Objective: Repeat everything in the material exactly.

Supplied records:
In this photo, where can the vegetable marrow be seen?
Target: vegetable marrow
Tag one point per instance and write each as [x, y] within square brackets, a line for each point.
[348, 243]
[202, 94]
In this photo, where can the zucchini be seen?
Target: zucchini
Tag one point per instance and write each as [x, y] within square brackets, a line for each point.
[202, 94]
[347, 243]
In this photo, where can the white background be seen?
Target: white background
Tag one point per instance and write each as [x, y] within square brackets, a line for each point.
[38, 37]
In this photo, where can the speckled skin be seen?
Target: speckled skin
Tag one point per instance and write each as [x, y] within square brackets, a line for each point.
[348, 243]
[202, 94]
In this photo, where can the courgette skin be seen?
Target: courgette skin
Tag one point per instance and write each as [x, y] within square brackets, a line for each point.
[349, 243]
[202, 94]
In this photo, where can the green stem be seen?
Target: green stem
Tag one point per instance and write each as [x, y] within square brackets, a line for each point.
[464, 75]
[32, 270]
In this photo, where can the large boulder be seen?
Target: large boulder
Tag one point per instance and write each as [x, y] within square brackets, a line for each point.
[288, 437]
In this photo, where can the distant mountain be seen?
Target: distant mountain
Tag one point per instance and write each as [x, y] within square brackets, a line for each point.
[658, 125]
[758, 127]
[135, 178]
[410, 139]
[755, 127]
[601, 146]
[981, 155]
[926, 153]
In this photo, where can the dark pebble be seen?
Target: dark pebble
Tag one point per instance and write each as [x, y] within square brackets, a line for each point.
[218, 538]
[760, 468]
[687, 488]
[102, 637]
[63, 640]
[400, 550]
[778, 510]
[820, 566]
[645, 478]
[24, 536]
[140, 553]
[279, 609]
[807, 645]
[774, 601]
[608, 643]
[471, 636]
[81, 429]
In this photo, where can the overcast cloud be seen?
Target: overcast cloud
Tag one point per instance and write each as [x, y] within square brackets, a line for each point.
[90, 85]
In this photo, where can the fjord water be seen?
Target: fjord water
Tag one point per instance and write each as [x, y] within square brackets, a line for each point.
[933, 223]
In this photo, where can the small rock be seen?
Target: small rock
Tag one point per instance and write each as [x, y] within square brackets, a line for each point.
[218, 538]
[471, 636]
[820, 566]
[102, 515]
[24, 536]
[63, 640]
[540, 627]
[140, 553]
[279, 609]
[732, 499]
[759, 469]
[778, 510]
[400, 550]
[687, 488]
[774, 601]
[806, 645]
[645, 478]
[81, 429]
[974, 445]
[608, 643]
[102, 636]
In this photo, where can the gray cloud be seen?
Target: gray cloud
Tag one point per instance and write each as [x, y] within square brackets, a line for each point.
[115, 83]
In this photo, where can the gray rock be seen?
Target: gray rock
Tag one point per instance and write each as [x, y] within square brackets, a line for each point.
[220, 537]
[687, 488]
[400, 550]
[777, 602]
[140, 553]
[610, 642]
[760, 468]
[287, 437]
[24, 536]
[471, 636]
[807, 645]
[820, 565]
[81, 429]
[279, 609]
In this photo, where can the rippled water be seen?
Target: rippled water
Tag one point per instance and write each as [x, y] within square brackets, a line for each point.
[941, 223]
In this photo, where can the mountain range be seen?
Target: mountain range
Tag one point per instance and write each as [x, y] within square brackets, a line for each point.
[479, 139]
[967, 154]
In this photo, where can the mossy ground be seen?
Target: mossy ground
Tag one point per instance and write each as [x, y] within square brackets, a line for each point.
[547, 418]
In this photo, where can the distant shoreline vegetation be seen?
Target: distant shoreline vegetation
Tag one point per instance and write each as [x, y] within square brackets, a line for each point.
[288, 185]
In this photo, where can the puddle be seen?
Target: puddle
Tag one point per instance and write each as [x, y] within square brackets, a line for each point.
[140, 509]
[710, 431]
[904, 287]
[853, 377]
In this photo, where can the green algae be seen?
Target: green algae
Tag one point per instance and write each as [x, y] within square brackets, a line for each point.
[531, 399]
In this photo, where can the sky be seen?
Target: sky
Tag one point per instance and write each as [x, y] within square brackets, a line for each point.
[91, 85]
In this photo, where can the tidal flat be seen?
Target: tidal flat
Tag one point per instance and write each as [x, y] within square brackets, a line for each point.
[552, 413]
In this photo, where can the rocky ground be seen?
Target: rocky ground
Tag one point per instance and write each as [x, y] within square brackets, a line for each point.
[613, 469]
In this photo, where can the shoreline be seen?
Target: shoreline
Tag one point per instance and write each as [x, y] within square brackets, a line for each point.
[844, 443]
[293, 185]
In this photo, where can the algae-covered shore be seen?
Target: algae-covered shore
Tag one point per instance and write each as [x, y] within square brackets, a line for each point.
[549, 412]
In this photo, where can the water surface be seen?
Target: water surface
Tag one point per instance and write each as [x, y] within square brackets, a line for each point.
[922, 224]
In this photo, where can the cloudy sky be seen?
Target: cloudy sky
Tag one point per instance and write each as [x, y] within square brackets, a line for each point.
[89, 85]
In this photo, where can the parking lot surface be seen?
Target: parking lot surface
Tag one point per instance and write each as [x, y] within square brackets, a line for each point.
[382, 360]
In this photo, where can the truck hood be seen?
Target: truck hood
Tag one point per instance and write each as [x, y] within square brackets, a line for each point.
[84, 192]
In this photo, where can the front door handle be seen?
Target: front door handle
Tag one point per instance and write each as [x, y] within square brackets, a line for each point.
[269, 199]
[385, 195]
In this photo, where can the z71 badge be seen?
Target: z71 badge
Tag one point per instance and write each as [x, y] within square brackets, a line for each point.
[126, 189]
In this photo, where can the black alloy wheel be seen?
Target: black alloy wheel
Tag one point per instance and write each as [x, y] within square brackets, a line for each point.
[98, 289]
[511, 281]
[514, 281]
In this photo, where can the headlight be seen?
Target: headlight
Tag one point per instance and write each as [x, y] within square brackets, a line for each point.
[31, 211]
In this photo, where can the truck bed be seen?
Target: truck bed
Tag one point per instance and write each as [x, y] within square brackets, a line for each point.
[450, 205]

Exercise output:
In this photo, where can the vegetable marrow be seen?
Target: vegetable marrow
Tag one point per instance and write each as [x, y] within square brackets, a line for each point.
[348, 243]
[202, 94]
In this photo, where can the zucchini be seen?
Target: zucchini
Tag one point per instance and write each as [x, y] within square brackets, a line for each point.
[202, 94]
[347, 243]
In this photo, where can the white background be seen?
Target: white background
Tag one point per instance and write each as [x, y] within square brackets, a line for each point.
[38, 37]
In this photo, where can the speckled skin be seen?
Target: speckled skin
Tag one point per instance and write each as [x, y] within square brackets, a line for each point.
[348, 243]
[202, 94]
In this photo, where can the courgette skin be seen?
Target: courgette skin
Tag one point per instance and write each as [x, y] within square brackets, a line for each point.
[349, 243]
[202, 94]
In this photo, where can the green stem be seen?
Target: green stem
Tag one point per instance and write each as [x, y] within square brackets, a line for each point.
[464, 75]
[32, 270]
In this photo, where can the large boulder be seen?
Target: large boulder
Tag one point per instance and write each as [x, y] within square brackets, a line for each point.
[288, 437]
In this photo, where can the distant mountain be seen?
Target: distant mountain
Tag one point per instance and write each as [x, y] within square brackets, a line for each point.
[658, 125]
[758, 127]
[135, 178]
[410, 139]
[755, 127]
[601, 146]
[981, 155]
[926, 153]
In this photo, where can the dark pebble be seen?
Target: dark pebble
Tag one point per instance and write each as [x, y] within square brackets, a line for each point.
[218, 538]
[760, 468]
[687, 488]
[102, 637]
[63, 640]
[400, 550]
[778, 510]
[820, 566]
[645, 478]
[24, 536]
[140, 553]
[279, 609]
[807, 645]
[774, 601]
[608, 643]
[471, 636]
[81, 429]
In this photo, where can the overcast cloud be seen?
Target: overcast cloud
Tag one point per instance and write each as [x, y] within square brackets, a line for each point.
[90, 85]
In this photo, where can the fjord water be seen?
Target: fjord water
Tag one point per instance and write each as [x, y] within square brackets, a line for each point.
[933, 223]
In this photo, where can the small rock be seen?
Target: small rock
Tag one point per instance and write each as [x, y] within square brackets, a line for each point.
[218, 538]
[471, 636]
[820, 566]
[102, 515]
[24, 536]
[63, 640]
[540, 627]
[140, 553]
[279, 609]
[732, 499]
[759, 469]
[778, 510]
[400, 550]
[687, 488]
[774, 601]
[806, 645]
[645, 478]
[81, 429]
[974, 445]
[608, 643]
[102, 636]
In this photo, where can the gray cloud be seen?
Target: gray cloud
Tag one point per instance and write each as [x, y] within square brackets, a line for each point.
[115, 83]
In this photo, where can the gray rock be seen?
Target: gray rock
Tag one point per instance and write each as [x, y] within square brackets, a line for each point.
[220, 537]
[687, 488]
[400, 550]
[777, 602]
[140, 553]
[610, 642]
[760, 468]
[287, 437]
[24, 536]
[471, 636]
[807, 645]
[820, 565]
[81, 429]
[279, 609]
In this photo, where can the rippled water be seen?
Target: rippled water
Tag one point per instance and write each as [x, y] within square brackets, a line for each point.
[941, 223]
In this photo, where can the mountain range be seen?
Target: mountain range
Tag one point per instance and write each as [x, y] within square brackets, a line for each point.
[479, 139]
[967, 154]
In this photo, where can the mossy ground be seen?
Target: mossy ground
Tag one point per instance and write each as [x, y] within square brackets, a line for each point.
[547, 418]
In this photo, where can the distant shoreline vegetation be seen?
Target: distant shoreline vegetation
Tag one point per instance and write each as [x, y] within square brackets, a line for each point.
[288, 185]
In this photo, where can the puddle be seen?
Target: puddle
Tag one point per instance and write each as [x, y] within square brackets, a line for each point.
[140, 509]
[710, 431]
[904, 287]
[853, 377]
In this photo, where can the green algae be seen?
Target: green algae
Tag one point per instance and write each as [x, y] within square brackets, a line for each point.
[531, 399]
In this photo, where can the sky be seen?
Target: sky
Tag one point per instance and write each as [x, y] within square brackets, a line for each point.
[91, 85]
In this photo, where can the tidal flat be seen?
Target: tidal flat
Tag one point per instance and write each as [x, y] within square brackets, a line for each point.
[552, 413]
In this photo, where can the rocky ground be seen?
Target: rocky ground
Tag one point per instance and write each as [x, y] within square brackets, a line for each point.
[613, 469]
In this photo, where can the shoreline be seen?
Target: shoreline
Tag one point per instance and write each as [x, y] within square brackets, a line for each point.
[844, 443]
[293, 185]
In this photo, where can the algae-covered shore be seen?
Target: algae-covered shore
Tag one point per instance and write each as [x, y] within square brackets, a line for each point.
[549, 412]
In this photo, where can the water surface be seen?
Target: water surface
Tag one point per instance and write each as [x, y] within square brackets, a line for each point.
[922, 224]
In this photo, where can the cloudy sky be seen?
Target: cloudy sky
Tag one point per instance and write each as [x, y] within square brackets, a line for each point.
[89, 85]
In this photo, where can the parking lot surface be seen?
Target: parking lot surface
Tag one point per instance and write each as [x, y] within square brackets, a line for each point.
[382, 360]
In this photo, where can the truck hood be seen?
Target: truck hood
Tag one point per instance and write each as [x, y] within square brackets, a line for each point.
[84, 192]
In this photo, where can the front door handle be seen?
Target: front door handle
Tag one point per instance and write each as [x, y] within square brackets, a line for each point.
[269, 199]
[385, 195]
In this photo, where can the z71 badge be seen?
Target: z71 badge
Tag one point per instance and write each as [x, y] within square brackets, a line for each point.
[126, 189]
In this photo, where can the black alloy wheel be seen?
Target: black alloy wheel
Tag one point per instance and write each as [x, y] within square brackets, a line for each point.
[98, 289]
[511, 281]
[514, 281]
In this photo, where can the headlight be seen?
Target: headlight
Tag one point per instance and write each as [x, y] within square brackets, a line for each point.
[31, 211]
In this photo, where can the truck bed be seen?
Target: truck bed
Tag one point per instance and write each as [x, y] within square brackets, a line for each point.
[450, 205]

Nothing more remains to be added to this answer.